**Data**
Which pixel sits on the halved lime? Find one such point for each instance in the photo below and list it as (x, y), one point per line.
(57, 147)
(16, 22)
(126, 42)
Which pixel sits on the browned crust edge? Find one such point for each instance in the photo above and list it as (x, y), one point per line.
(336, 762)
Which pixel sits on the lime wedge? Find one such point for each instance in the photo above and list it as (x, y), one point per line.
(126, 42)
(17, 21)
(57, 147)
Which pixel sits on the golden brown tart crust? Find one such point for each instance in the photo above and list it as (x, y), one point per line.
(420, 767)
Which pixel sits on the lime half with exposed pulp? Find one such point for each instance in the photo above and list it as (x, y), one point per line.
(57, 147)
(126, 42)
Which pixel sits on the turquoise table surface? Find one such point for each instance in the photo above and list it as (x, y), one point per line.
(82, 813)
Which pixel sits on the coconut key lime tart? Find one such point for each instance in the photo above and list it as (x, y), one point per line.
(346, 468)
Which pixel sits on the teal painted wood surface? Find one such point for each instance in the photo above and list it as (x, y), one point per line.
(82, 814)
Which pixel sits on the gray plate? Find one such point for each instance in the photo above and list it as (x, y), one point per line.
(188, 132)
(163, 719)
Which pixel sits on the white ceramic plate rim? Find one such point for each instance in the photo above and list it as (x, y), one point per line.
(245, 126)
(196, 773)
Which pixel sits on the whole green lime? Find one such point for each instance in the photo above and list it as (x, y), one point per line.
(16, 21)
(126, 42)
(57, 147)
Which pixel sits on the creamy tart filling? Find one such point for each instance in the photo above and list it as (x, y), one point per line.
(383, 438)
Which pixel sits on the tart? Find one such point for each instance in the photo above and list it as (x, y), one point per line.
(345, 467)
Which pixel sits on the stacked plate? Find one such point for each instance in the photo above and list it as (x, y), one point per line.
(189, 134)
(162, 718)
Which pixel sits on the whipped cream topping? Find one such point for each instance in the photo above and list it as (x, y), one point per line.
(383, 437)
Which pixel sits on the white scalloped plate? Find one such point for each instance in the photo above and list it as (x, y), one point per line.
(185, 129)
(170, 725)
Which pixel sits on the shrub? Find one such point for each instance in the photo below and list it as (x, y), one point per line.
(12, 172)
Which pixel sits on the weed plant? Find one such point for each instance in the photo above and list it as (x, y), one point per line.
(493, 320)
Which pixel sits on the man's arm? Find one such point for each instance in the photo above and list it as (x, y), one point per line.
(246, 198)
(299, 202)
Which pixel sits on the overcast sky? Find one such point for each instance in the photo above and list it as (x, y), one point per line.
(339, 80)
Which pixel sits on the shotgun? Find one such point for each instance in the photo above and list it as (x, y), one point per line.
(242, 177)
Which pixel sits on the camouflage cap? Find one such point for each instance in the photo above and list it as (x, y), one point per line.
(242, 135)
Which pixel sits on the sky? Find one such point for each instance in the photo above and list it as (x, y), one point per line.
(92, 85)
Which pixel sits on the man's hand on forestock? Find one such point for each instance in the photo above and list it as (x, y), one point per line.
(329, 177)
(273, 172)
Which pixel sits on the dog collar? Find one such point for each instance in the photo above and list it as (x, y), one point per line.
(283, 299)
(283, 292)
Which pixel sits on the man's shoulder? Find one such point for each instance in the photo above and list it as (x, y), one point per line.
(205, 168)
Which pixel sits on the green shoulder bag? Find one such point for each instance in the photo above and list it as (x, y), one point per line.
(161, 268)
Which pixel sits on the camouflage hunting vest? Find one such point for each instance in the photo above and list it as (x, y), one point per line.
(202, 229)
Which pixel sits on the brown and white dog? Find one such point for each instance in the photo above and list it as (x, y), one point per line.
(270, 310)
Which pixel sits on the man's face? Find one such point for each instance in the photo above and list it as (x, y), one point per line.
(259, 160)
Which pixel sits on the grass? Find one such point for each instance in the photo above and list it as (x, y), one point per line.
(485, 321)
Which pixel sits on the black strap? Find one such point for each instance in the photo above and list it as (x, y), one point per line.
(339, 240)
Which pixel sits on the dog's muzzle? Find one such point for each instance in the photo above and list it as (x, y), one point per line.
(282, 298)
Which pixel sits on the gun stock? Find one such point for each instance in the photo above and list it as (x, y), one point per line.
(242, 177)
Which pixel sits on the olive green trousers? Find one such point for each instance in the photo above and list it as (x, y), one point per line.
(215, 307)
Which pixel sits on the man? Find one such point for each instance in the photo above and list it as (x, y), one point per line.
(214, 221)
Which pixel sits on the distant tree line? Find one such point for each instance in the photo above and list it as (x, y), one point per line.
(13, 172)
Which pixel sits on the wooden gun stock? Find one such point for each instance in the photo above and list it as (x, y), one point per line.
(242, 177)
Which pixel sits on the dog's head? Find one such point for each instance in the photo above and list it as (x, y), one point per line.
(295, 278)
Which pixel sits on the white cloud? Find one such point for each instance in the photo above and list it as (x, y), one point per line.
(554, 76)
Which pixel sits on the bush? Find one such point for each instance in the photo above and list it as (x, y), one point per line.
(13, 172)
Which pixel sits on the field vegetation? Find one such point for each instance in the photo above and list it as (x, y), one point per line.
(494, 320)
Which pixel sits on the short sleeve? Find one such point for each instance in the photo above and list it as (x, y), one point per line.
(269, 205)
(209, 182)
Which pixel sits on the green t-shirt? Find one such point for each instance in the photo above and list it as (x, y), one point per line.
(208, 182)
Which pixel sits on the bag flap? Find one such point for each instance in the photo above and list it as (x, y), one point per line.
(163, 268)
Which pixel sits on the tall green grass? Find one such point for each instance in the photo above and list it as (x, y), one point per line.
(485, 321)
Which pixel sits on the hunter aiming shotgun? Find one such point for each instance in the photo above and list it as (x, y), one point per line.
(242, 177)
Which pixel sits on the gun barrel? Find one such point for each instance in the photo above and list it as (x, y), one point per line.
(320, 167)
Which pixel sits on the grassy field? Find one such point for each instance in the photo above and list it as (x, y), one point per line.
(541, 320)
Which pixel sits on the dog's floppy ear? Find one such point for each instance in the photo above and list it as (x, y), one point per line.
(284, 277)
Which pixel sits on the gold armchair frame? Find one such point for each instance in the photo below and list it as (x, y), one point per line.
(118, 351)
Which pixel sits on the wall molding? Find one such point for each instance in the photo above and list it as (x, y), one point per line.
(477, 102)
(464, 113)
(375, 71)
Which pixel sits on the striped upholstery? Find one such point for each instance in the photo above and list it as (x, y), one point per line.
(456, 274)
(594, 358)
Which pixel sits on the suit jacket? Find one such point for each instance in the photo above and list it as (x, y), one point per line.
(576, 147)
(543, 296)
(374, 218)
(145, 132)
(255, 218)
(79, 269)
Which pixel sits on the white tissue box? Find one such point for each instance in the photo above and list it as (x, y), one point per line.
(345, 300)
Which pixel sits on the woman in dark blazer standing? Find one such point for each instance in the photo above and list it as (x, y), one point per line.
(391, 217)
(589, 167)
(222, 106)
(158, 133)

**Work to do**
Restate word for word the lines from the one holding "Which pixel sits on the grassy" to the end of the listing, both ends included, and nothing more.

**Final answer**
Which pixel sits on the grassy field? Find one such point for each instance in the photo above and list it as (x, y), one point per line.
(541, 320)
Which pixel sits on the dog's floppy ear? Find one such point for each instance in the photo above and list it as (x, y), one point per line.
(284, 277)
Which pixel sits on the gold armchair frame? Find one such point for each instance in the photo below and list it as (x, y), one point per line.
(118, 351)
Which pixel sits on the wall molding? Find one such point for each instance in the photo above and list it as (x, y), one point per line.
(477, 102)
(464, 113)
(375, 71)
Which pixel sits on the striped upholstery? Find one such point for each instance in the photo above and list it as (x, y), one point per line.
(456, 274)
(594, 358)
Which pixel sits on the suit jacket? Find one such point for each instance in the photo above and list it as (x, y), one point per line.
(576, 147)
(543, 296)
(374, 218)
(145, 132)
(255, 218)
(79, 269)
Which pixel sits on the white tissue box? Find one such point for each instance in the photo above and list it as (x, y), one point per line.
(345, 300)
Which pixel sits on the woman in dark blazer standing? Find one such point for each instance in the photo above and list it as (x, y), one point per line.
(391, 217)
(589, 167)
(222, 106)
(158, 133)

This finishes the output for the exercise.